==== Provided text

I’ve been a technology analyst since the early 90s and I’ve seen company boards do a lot of stupid things mostly having to do with hiring the wrong CEO, then not recognizing the mistake soon enough to mitigate the resulting damage. Normally, the issue is that the board isn’t independent enough to do the job. But firing OpenAI’s CEO Sam Altman sets the record for bone headed stupidity.
OpenAI is a company of around 700 employees that was on track to become the most valuable company in the world, and in one move, the board of directors effectively killed it. Yes, it will take months or maybe more than a year for the company to fully fail, but already 500 of the 700 employees are threatening to leave due to this insane move unless Altman is brought back.
But now Altman can’t come back because, over the weekend, the OpenAI board didn’t agree with his reasonable (given what happened) demands, and now he is effectively building an OpenAI clone inside of Microsoft.
In the end, this should be a huge boon to Microsoft, and it will certainly provide a more stable environment for both OpenAI employees and customers, but right now, OpenAI is effectively redundant.

========
==== The data

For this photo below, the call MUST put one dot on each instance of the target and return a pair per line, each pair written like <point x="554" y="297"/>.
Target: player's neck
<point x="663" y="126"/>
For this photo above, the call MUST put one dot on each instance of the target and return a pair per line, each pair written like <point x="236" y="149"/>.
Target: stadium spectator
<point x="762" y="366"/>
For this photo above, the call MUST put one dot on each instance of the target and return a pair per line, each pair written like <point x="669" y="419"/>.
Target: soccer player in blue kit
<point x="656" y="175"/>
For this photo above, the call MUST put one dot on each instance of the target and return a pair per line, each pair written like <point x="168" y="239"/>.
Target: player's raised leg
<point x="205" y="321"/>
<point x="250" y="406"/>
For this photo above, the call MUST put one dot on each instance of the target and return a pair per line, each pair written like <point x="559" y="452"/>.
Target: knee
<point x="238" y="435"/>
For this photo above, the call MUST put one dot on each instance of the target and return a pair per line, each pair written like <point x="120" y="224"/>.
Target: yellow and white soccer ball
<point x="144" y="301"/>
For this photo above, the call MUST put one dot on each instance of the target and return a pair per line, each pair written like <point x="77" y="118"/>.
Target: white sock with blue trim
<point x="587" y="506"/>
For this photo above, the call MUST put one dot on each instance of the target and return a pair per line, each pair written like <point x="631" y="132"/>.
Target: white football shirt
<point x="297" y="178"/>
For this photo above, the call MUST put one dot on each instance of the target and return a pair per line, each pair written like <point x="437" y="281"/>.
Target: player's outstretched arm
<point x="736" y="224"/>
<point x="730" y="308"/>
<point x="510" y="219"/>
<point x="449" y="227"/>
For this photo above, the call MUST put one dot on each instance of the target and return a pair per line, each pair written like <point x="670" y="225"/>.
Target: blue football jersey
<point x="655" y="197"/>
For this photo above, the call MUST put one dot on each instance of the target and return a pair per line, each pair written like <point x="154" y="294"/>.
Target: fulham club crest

========

§ Work item A: Reproduce the passage from the OpenAI commentary starting at "OpenAI is a" and ending at "is effectively redundant.".
§ Work item B: According to the OpenAI commentary, how many employees are threatening to leave unless Altman is brought back?

§ Answer A:
OpenAI is a company of around 700 employees that was on track to become the most valuable company in the world, and in one move, the board of directors effectively killed it. Yes, it will take months or maybe more than a year for the company to fully fail, but already 500 of the 700 employees are threatening to leave due to this insane move unless Altman is brought back.
But now Altman can’t come back because, over the weekend, the OpenAI board didn’t agree with his reasonable (given what happened) demands, and now he is effectively building an OpenAI clone inside of Microsoft.
In the end, this should be a huge boon to Microsoft, and it will certainly provide a more stable environment for both OpenAI employees and customers, but right now, OpenAI is effectively redundant.

§ Answer B: 500 of the company's roughly 700 employees.